> PROBLEM DETAILS: Repeat each of the following lines word for word, leaving nothing out.

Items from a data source

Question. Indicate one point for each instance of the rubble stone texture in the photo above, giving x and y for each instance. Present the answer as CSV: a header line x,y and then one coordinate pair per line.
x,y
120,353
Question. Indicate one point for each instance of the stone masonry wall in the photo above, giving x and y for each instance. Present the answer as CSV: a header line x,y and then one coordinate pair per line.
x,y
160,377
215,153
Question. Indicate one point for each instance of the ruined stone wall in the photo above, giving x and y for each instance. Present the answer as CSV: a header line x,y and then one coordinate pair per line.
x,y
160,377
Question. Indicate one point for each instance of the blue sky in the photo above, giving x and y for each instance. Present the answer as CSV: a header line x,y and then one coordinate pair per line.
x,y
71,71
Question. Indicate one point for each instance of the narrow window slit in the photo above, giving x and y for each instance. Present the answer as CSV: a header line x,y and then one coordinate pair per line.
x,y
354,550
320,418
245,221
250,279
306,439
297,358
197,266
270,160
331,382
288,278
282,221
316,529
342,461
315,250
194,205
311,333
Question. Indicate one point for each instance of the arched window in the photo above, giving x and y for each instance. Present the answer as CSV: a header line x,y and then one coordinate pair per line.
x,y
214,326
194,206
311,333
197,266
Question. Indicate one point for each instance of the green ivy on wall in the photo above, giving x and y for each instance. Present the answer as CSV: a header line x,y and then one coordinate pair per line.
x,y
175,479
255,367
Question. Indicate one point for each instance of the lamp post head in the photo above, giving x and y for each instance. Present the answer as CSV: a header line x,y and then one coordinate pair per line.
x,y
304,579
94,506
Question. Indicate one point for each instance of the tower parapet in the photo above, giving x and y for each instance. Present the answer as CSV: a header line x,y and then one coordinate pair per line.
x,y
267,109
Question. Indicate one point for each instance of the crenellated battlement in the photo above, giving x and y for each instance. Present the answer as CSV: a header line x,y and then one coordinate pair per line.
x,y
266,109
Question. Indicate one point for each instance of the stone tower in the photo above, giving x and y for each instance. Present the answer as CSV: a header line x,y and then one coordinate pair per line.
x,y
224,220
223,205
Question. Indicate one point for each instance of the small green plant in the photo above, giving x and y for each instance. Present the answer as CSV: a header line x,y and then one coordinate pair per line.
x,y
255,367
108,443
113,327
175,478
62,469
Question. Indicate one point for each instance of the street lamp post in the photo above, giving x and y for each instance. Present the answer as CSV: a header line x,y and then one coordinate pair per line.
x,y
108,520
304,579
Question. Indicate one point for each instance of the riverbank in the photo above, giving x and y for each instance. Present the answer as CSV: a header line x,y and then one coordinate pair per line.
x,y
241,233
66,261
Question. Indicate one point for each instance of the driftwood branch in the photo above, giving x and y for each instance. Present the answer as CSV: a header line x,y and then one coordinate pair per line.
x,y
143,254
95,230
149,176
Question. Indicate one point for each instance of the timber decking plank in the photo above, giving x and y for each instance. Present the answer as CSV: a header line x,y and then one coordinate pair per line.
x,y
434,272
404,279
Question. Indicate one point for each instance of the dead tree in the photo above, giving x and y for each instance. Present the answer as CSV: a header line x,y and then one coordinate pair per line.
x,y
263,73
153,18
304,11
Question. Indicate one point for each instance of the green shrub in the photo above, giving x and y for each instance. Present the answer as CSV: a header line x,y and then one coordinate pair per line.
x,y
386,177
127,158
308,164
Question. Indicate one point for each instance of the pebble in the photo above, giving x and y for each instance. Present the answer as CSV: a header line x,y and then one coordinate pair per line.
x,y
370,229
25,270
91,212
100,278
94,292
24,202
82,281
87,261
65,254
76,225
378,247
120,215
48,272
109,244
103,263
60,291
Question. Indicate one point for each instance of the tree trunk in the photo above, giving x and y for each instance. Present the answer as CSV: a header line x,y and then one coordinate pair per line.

> FINAL RESULT:
Question. Indicate one point for each instance of the rubble stone texture in the photo above, giving x and y for each instance. Present the answer as CSV: a header line x,y and then one coordinate pair per line.
x,y
120,353
Question. Indicate one point for each instance of the stone masonry wall in the photo above, giving x and y for each instance. Present the answer as CSV: a header line x,y and then one coordinate pair per line.
x,y
160,377
215,153
Question. Indicate one point for each instance of the ruined stone wall in the photo above, giving x and y for each instance. Present the answer as CSV: a header line x,y and then one coordinate pair per line.
x,y
160,377
Question. Indicate one point for each instance of the blue sky in the photo above, giving x and y for each instance. Present the answer as CSV: a header line x,y and then one coordinate pair per line.
x,y
71,71
Question. Indicate one point for each instance of the narrow window slit in the photo above, giving x and y for each instance. Present the answer as CSV: a header line x,y and then one coordinate pair per line.
x,y
354,550
320,418
245,221
250,279
306,439
297,358
197,266
270,160
331,382
288,278
282,221
316,529
342,461
315,250
194,205
311,333
Question. Indicate one point for each instance of the arched window in the photo above, giving x and y for each instance. Present the answer as CSV: a header line x,y and then one coordinate pair per line.
x,y
214,326
194,206
311,333
197,266
Question. Indicate one point for each instance of the green ivy on wall in the photo above, giving x and y for each instance. Present the answer as CSV: a header line x,y and then one coordinate pair per line.
x,y
175,479
255,367
Question. Indicate one point for each instance of the lamp post head in the photo above, giving x and y for each instance. Present the answer as CSV: a header line x,y and then one coordinate pair per line.
x,y
304,579
94,506
Question. Indicate one point for each instance of the tower parapet in the photo above, giving x and y for each instance. Present the answer as CSV: a header line x,y and then one coordinate pair per line.
x,y
267,109
Question. Indicate one point for each instance of the crenellated battlement in the photo above, giving x and y for each instance. Present the answer as CSV: a header line x,y and then one coordinate pair per line.
x,y
266,109
Question. Indicate one point for each instance of the stone tower in the photo above, giving x and y for each instance. Present the answer as CSV: a header line x,y and then one coordinate pair per line.
x,y
224,220
223,205
Question. Indicate one point for each instance of the small green plant in the photo above, giving x and y for each instance. Present the answer as CSV: a header line x,y and then one coordinate pair per line.
x,y
255,367
108,443
113,327
175,478
62,469
Question. Indicate one point for each instance of the street lamp post in the photo above, giving x and y for each instance. Present the answer as CSV: a header line x,y and then one coordinate pair per line.
x,y
108,520
304,579
Question. Indicate one point for each instance of the riverbank in the photo above, giving x and y for each instance. Present the answer as CSV: a header line x,y and then one coordinate pair per line.
x,y
241,233
66,261
Question. Indicate one point for each instance of the driftwood branch in the photo above, giving x and y for each instance. Present the answer as CSV: a header line x,y and then one coordinate pair per line.
x,y
143,254
95,230
149,176
Question. Indicate one point for each instance of the timber decking plank in the photo above, giving x and y for each instance. Present the answer as CSV: a header line x,y and then one coordinate pair per line.
x,y
434,272
404,279
Question. Indicate one point for each instance of the dead tree in the photo above, giving x and y for each instance. Present the answer as CSV: a header line x,y and then one coordinate pair per line.
x,y
263,73
153,18
304,11
Question. Indicate one point for each instance of the green shrub in the photo above, giving x and y for each instance. Present the answer as CSV: a header line x,y and then one coordinate pair per line.
x,y
386,177
127,158
308,164
Question. Indicate one point for each instance of the pebble in the photo above, giving x and y for each instance. Present the answer as CSV: a header line x,y and then one coordinate pair per line.
x,y
370,229
25,270
91,212
100,278
94,292
24,202
82,281
87,261
65,254
76,225
378,247
120,215
48,272
109,244
103,263
60,291
Question. Indicate one point for each instance of the tree trunk in the photo above, giving x and y for each instance. Present the answer as CSV: a header line x,y and then one coordinate pair per line.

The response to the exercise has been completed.